Stored data entries:
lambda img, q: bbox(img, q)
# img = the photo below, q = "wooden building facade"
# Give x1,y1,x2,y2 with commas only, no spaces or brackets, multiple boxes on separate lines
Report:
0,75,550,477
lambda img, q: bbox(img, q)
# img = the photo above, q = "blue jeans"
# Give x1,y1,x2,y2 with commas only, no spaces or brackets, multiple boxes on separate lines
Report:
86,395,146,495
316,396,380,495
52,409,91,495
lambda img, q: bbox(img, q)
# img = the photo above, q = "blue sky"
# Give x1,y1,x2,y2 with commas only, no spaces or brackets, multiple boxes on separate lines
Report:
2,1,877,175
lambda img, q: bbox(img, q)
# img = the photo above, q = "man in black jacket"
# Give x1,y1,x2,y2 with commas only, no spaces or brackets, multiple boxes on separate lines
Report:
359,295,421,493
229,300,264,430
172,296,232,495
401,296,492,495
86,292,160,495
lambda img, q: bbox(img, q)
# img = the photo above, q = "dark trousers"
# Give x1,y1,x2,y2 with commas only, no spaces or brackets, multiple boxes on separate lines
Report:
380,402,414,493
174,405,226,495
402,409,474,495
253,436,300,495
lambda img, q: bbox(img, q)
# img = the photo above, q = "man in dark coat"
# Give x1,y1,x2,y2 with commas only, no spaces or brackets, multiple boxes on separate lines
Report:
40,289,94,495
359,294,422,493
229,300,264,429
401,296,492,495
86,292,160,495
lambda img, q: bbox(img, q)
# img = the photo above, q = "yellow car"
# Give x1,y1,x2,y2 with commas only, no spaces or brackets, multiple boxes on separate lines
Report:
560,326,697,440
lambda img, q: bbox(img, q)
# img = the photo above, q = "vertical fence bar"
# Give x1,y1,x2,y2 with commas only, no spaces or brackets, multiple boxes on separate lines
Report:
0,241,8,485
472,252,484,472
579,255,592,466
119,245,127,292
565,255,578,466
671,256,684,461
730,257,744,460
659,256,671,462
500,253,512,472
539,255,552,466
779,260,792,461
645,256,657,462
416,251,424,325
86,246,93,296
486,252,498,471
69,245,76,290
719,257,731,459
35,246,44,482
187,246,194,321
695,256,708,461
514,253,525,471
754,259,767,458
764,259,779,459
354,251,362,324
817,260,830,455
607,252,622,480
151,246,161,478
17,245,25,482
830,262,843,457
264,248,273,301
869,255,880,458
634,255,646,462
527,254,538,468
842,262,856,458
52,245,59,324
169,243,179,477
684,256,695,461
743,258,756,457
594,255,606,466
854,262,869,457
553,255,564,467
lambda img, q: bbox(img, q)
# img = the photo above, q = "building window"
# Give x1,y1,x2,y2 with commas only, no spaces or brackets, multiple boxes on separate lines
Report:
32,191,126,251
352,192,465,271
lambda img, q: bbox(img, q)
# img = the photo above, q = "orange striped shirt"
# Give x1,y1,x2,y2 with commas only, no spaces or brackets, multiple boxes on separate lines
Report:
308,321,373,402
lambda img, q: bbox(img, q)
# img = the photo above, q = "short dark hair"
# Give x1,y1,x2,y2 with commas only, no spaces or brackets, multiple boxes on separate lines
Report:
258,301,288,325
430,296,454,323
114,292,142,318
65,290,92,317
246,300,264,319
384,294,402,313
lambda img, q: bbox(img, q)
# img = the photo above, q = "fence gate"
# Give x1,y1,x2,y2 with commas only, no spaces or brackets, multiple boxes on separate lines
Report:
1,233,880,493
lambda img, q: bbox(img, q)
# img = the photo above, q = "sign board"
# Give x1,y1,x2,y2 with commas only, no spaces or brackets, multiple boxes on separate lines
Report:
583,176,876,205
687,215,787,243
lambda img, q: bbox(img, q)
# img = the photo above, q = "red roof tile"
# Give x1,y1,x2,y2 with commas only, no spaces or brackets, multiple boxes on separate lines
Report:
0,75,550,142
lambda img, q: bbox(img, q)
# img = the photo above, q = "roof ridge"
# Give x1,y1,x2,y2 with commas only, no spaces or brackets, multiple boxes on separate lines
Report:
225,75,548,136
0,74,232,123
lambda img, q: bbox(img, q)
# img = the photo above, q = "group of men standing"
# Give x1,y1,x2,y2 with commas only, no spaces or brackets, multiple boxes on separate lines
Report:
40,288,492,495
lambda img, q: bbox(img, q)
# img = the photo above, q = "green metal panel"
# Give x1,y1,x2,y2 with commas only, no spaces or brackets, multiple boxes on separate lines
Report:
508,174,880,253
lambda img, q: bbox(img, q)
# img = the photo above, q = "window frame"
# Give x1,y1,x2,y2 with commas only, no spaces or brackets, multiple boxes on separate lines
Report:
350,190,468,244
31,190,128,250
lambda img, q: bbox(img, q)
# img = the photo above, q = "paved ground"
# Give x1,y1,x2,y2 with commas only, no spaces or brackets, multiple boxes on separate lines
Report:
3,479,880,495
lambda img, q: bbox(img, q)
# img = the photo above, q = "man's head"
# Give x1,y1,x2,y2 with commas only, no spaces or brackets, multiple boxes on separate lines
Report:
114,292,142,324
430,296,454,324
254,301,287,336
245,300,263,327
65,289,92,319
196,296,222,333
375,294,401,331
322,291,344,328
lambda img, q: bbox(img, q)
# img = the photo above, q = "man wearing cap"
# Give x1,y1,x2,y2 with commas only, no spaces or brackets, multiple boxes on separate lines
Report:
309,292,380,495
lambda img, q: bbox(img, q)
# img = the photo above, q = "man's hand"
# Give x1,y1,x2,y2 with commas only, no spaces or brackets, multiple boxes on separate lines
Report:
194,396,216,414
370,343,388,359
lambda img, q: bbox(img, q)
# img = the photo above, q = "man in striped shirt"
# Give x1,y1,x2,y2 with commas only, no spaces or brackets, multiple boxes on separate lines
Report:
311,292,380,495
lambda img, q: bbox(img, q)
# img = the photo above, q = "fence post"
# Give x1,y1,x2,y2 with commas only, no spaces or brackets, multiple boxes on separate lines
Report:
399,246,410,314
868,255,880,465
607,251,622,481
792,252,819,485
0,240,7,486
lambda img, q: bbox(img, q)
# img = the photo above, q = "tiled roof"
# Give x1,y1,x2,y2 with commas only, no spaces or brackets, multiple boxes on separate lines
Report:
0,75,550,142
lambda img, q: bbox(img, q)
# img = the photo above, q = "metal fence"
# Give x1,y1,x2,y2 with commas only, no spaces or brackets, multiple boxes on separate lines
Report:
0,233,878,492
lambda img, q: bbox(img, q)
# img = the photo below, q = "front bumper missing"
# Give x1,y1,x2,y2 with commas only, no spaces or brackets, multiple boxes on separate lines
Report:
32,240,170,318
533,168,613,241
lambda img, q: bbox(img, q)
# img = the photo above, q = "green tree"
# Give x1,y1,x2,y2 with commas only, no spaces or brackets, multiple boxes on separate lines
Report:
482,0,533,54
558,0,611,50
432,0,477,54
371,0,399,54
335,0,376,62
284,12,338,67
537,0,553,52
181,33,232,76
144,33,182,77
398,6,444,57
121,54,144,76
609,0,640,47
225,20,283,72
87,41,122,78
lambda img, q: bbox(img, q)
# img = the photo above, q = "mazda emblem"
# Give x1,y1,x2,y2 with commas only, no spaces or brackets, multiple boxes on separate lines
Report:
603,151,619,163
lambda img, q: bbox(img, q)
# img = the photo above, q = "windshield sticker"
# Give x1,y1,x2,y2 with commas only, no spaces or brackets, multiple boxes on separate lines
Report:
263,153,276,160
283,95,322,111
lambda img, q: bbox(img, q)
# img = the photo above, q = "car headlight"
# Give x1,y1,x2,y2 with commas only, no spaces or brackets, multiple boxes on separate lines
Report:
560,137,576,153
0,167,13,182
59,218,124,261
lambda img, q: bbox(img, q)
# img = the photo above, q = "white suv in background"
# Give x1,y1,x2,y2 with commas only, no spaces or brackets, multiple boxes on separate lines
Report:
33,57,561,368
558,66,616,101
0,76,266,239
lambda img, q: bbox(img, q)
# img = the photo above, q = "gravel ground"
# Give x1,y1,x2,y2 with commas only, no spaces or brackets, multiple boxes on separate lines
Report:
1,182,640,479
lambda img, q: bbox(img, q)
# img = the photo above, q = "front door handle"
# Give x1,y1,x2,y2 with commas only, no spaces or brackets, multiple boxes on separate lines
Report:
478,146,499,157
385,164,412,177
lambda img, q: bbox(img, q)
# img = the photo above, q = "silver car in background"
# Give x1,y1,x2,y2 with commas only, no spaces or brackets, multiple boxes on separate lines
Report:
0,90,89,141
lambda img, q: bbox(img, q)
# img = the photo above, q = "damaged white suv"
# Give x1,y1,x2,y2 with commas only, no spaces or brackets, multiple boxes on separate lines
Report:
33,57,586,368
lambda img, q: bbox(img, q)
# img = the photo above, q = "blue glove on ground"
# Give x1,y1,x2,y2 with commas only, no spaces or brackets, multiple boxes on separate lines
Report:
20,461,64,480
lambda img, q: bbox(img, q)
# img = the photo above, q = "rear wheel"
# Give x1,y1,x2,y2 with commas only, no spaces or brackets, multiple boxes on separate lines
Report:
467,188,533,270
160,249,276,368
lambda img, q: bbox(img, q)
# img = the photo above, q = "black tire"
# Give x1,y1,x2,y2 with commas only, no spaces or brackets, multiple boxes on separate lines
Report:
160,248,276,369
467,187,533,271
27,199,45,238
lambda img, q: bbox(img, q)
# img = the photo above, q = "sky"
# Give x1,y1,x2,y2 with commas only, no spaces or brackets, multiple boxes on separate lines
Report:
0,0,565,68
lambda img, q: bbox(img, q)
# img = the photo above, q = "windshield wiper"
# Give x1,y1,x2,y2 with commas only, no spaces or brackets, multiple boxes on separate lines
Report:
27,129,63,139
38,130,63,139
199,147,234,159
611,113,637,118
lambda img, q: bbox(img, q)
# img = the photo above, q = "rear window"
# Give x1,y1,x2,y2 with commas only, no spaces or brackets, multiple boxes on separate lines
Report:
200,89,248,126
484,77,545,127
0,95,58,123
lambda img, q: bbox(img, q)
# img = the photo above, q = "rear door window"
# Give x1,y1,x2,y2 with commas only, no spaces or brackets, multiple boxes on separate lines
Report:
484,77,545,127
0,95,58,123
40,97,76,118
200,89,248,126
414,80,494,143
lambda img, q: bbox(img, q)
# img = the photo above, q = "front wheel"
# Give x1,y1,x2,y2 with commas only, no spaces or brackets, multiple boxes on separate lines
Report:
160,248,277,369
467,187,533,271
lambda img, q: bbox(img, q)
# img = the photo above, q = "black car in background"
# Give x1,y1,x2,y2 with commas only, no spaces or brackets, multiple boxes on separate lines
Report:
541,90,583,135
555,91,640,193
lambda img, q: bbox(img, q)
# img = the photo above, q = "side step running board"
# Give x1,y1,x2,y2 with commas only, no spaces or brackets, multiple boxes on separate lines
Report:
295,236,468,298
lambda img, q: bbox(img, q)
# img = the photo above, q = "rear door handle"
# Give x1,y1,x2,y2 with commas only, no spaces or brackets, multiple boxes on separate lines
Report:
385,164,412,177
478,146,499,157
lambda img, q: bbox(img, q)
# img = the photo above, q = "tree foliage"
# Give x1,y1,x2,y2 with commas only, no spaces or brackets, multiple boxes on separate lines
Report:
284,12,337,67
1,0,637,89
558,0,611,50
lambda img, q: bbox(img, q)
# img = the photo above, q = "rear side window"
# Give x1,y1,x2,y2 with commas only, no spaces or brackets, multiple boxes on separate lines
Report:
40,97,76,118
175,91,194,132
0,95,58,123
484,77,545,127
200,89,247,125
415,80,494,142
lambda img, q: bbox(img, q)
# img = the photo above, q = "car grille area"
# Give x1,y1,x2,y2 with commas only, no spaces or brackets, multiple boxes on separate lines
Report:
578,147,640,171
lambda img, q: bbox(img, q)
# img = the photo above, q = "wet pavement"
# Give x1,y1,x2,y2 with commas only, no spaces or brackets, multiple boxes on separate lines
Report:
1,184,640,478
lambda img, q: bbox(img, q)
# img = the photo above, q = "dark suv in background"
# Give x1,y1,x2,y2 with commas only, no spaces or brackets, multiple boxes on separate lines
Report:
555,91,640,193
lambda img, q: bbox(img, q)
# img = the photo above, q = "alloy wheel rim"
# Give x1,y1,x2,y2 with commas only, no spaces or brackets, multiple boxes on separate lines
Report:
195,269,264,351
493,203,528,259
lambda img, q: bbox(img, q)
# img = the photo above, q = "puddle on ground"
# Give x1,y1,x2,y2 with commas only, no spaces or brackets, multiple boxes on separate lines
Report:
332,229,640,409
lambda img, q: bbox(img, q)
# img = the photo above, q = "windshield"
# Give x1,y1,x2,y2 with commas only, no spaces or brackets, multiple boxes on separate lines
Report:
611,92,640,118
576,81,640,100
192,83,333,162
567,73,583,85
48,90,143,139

-- WHAT IS NEEDED --
Look over the records above and filter for each line with the word "rear".

-- EXERCISE RESULT --
# img = the photo above, q = "rear wheel"
# img = the photo above, q = "rear window"
# img = the photo above, q = "rear door window"
# img = the photo above, q = "rear door handle"
# img = the photo above, q = "rear side window"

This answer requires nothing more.